Return every one of the records below word for word, changing nothing.

(Rows from a dataset)
━━━━
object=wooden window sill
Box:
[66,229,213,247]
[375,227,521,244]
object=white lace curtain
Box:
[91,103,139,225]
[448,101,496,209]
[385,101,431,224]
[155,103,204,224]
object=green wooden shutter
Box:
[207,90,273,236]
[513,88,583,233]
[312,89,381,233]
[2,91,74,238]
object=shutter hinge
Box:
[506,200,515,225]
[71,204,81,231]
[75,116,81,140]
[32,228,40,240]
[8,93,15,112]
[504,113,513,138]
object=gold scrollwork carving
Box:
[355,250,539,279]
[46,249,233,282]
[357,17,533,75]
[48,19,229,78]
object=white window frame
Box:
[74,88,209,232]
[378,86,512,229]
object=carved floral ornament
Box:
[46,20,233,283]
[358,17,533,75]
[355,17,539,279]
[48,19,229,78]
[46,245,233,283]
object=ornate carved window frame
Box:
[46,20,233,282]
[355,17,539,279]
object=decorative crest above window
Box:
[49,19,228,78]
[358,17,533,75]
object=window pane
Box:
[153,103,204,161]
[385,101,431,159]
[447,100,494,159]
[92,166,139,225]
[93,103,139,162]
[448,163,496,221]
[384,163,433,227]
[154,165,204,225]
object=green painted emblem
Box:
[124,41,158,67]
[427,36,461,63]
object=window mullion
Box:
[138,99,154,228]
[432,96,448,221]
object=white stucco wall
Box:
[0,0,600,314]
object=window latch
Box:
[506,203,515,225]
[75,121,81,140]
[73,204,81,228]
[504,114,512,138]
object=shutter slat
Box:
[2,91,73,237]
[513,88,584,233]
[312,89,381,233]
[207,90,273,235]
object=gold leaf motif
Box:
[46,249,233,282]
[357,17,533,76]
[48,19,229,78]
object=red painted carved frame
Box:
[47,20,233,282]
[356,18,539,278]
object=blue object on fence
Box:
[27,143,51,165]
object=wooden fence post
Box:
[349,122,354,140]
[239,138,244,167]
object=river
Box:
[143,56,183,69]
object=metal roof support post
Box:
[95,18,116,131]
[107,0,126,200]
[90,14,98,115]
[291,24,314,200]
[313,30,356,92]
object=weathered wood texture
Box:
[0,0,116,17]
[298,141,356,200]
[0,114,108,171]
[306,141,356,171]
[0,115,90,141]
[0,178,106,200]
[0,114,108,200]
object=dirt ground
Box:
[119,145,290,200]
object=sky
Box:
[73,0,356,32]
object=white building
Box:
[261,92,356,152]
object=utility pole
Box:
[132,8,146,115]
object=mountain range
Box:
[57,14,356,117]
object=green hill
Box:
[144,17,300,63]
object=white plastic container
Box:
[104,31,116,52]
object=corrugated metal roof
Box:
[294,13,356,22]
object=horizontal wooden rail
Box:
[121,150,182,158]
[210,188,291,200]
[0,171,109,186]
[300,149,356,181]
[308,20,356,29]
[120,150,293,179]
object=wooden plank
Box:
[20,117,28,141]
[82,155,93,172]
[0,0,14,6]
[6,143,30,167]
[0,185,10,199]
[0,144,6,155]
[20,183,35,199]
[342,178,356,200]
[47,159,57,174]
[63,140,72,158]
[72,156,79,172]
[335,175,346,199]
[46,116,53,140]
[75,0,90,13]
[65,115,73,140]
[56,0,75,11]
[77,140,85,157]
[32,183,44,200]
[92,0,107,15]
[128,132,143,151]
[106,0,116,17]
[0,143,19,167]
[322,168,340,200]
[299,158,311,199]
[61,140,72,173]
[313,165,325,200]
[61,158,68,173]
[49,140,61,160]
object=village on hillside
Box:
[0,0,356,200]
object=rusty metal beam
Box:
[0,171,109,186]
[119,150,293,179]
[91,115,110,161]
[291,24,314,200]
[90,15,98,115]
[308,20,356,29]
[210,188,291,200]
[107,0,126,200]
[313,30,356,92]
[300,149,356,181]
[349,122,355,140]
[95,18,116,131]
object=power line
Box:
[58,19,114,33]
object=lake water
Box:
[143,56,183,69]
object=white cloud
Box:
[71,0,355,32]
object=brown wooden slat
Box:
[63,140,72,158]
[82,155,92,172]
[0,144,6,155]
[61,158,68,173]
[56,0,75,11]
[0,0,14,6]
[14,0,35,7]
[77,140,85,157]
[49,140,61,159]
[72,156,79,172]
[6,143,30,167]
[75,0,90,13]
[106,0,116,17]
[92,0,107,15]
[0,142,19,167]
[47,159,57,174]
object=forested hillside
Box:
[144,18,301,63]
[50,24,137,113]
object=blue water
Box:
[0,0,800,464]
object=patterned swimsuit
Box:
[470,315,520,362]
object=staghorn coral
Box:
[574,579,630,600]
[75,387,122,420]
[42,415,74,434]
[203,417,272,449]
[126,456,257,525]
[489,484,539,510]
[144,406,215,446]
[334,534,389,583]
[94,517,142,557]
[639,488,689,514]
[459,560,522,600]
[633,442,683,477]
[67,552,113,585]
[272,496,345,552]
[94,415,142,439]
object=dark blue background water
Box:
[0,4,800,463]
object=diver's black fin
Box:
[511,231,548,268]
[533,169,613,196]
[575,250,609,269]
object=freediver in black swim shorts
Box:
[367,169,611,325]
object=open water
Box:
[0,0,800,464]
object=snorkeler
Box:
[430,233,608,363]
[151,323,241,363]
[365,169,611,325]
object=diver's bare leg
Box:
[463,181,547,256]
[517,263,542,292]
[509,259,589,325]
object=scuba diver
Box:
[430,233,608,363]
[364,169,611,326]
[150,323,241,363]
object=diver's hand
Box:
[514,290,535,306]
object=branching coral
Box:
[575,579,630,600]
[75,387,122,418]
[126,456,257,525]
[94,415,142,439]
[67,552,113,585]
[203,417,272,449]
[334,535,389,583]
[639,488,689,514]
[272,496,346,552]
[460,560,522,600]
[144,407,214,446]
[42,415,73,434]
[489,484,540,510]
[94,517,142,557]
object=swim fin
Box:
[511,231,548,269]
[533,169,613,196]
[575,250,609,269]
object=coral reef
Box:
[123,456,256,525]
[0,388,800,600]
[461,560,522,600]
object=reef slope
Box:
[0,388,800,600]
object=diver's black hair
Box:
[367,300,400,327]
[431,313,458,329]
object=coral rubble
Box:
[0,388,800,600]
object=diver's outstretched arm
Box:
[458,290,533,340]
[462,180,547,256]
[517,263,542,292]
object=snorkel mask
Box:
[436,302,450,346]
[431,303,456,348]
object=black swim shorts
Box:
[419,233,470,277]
━━━━
RESULT BELOW
object=wooden window sill
Box:
[66,229,213,247]
[375,227,521,244]
object=white lace curtain
Box:
[91,103,139,225]
[448,101,496,209]
[385,101,431,224]
[155,103,204,224]
object=green wooden shutter
Box:
[207,90,273,236]
[513,88,583,233]
[312,89,381,233]
[2,91,74,238]
object=shutter hinge
Box:
[506,200,515,225]
[71,204,81,231]
[75,116,81,140]
[32,228,40,240]
[8,93,15,112]
[504,113,513,138]
object=gold scrollwork carving
Box:
[355,250,539,279]
[46,249,233,282]
[357,17,533,75]
[48,19,229,78]
object=white window frame
Box:
[74,88,209,232]
[378,86,512,229]
object=carved floral ornament
Box:
[46,20,233,283]
[358,17,533,75]
[355,17,539,279]
[48,19,229,78]
[46,245,233,283]
object=ornate carved window frame
Box:
[46,20,233,282]
[355,17,539,279]
object=decorative crest above window
Box:
[49,19,228,78]
[358,17,533,75]
object=window pane
Box:
[153,103,204,161]
[385,101,431,159]
[447,100,494,159]
[92,166,139,225]
[93,103,139,162]
[448,163,496,221]
[384,163,433,227]
[154,165,204,225]
object=green painted emblem
Box:
[124,41,158,67]
[427,36,461,63]
object=window mullion
Box:
[138,99,154,228]
[432,96,448,221]
object=white stucco wall
Box:
[0,0,600,314]
object=window latch
Box:
[506,203,515,225]
[75,121,81,140]
[73,204,81,228]
[504,114,512,138]
object=shutter slat
Box:
[2,91,73,237]
[513,88,584,233]
[312,89,381,233]
[207,90,273,235]
object=gold leaf motif
Box:
[46,249,233,282]
[357,17,533,76]
[48,19,229,78]
object=red painted carved frame
Box:
[47,20,233,282]
[356,18,539,278]
object=blue object on fence
Box:
[27,143,51,165]
object=wooden fence post
Box:
[349,122,354,140]
[239,138,244,167]
object=river
Box:
[143,56,183,69]
object=metal roof support post
Box:
[95,18,116,131]
[107,0,126,200]
[90,14,98,115]
[291,24,314,200]
[313,30,356,92]
object=weathered wood texture
Box:
[0,0,116,17]
[298,141,356,200]
[0,114,108,171]
[306,141,356,171]
[0,115,90,141]
[0,178,106,200]
[0,114,108,200]
object=dirt ground
Box:
[119,145,290,200]
object=sky
Box:
[73,0,356,32]
object=white building
Box:
[261,92,356,152]
object=utility pole
Box:
[132,8,146,115]
object=mountain range
Box:
[57,14,356,117]
object=green hill
Box:
[144,17,300,63]
object=white plastic container
Box:
[104,31,116,52]
object=corrugated metal roof
Box:
[294,13,356,22]
object=horizontal wooden rail
Box:
[121,150,182,158]
[210,188,291,200]
[0,171,109,186]
[300,149,356,181]
[308,20,356,29]
[120,150,293,179]
object=wooden plank
Box:
[20,117,28,141]
[82,155,93,172]
[0,0,14,6]
[6,143,30,167]
[0,185,10,199]
[0,144,6,155]
[20,183,35,199]
[342,178,356,200]
[47,159,57,174]
[63,140,72,158]
[72,156,79,172]
[335,175,346,199]
[46,116,53,140]
[75,0,90,13]
[65,115,73,140]
[56,0,75,11]
[77,140,85,157]
[32,183,44,200]
[92,0,107,15]
[128,132,143,151]
[106,0,116,17]
[0,143,19,167]
[322,168,340,200]
[299,158,311,199]
[61,140,72,173]
[313,165,325,200]
[61,158,68,173]
[49,140,61,160]
object=village on hillside
Box:
[0,0,356,200]
object=rusty metal beam
Box:
[0,171,109,186]
[119,150,293,179]
[91,115,110,161]
[291,24,314,200]
[90,15,98,115]
[308,20,356,29]
[210,188,291,200]
[107,0,126,200]
[313,30,356,92]
[300,149,356,181]
[349,122,355,140]
[95,18,116,131]
object=power line
Box:
[58,19,114,33]
object=lake water
Box:
[143,56,183,69]
object=white cloud
Box:
[71,0,355,32]
object=brown wooden slat
Box:
[63,140,72,158]
[82,155,92,172]
[0,144,6,155]
[61,158,68,173]
[56,0,75,11]
[0,0,14,6]
[14,0,35,7]
[77,140,85,157]
[49,140,61,159]
[72,156,79,172]
[6,143,30,167]
[75,0,90,13]
[106,0,116,17]
[92,0,107,15]
[0,142,19,167]
[47,159,57,174]
object=forested hillside
Box:
[144,18,301,63]
[50,24,137,113]
object=blue water
Box:
[0,0,800,464]
object=patterned swimsuit
Box:
[470,315,520,362]
object=staghorn coral
Box:
[574,579,630,600]
[75,387,122,420]
[42,415,74,434]
[203,417,272,449]
[126,456,257,525]
[489,484,539,510]
[144,406,215,446]
[334,534,389,583]
[94,517,142,557]
[639,488,689,514]
[459,560,522,600]
[633,442,683,477]
[67,552,113,585]
[272,496,345,552]
[94,415,142,439]
object=dark blue background water
Box:
[0,4,800,463]
object=diver's black fin
Box:
[511,231,548,268]
[533,169,613,196]
[575,250,609,269]
object=freediver in black swim shorts
Box:
[367,169,611,325]
object=open water
Box:
[0,0,800,464]
object=snorkeler
Box:
[430,233,608,363]
[151,323,241,363]
[365,169,611,325]
object=diver's bare leg
Box:
[463,181,547,256]
[517,263,542,292]
[509,259,589,325]
object=scuba diver
Box:
[430,233,608,363]
[364,169,611,326]
[150,323,241,363]
object=diver's hand
Box:
[514,290,535,306]
object=branching coral
Box:
[575,579,630,600]
[75,387,122,418]
[126,456,257,525]
[94,415,142,439]
[67,552,113,585]
[203,417,272,449]
[334,535,389,583]
[639,488,689,514]
[272,496,346,552]
[460,560,522,600]
[144,407,214,446]
[42,415,73,434]
[489,484,540,510]
[94,517,142,557]
object=swim fin
Box:
[511,231,548,269]
[533,169,613,196]
[575,250,609,269]
object=coral reef
Box:
[123,456,256,525]
[0,388,800,600]
[461,560,522,600]
object=reef slope
Box:
[0,388,800,600]
object=diver's black hair
Box:
[367,300,400,327]
[431,313,458,329]
object=coral rubble
Box:
[0,388,800,600]
object=diver's outstretched arm
Box:
[458,290,533,340]
[462,180,547,256]
[517,263,542,292]
object=snorkel mask
Box:
[436,302,450,346]
[431,303,456,348]
object=black swim shorts
Box:
[419,233,470,277]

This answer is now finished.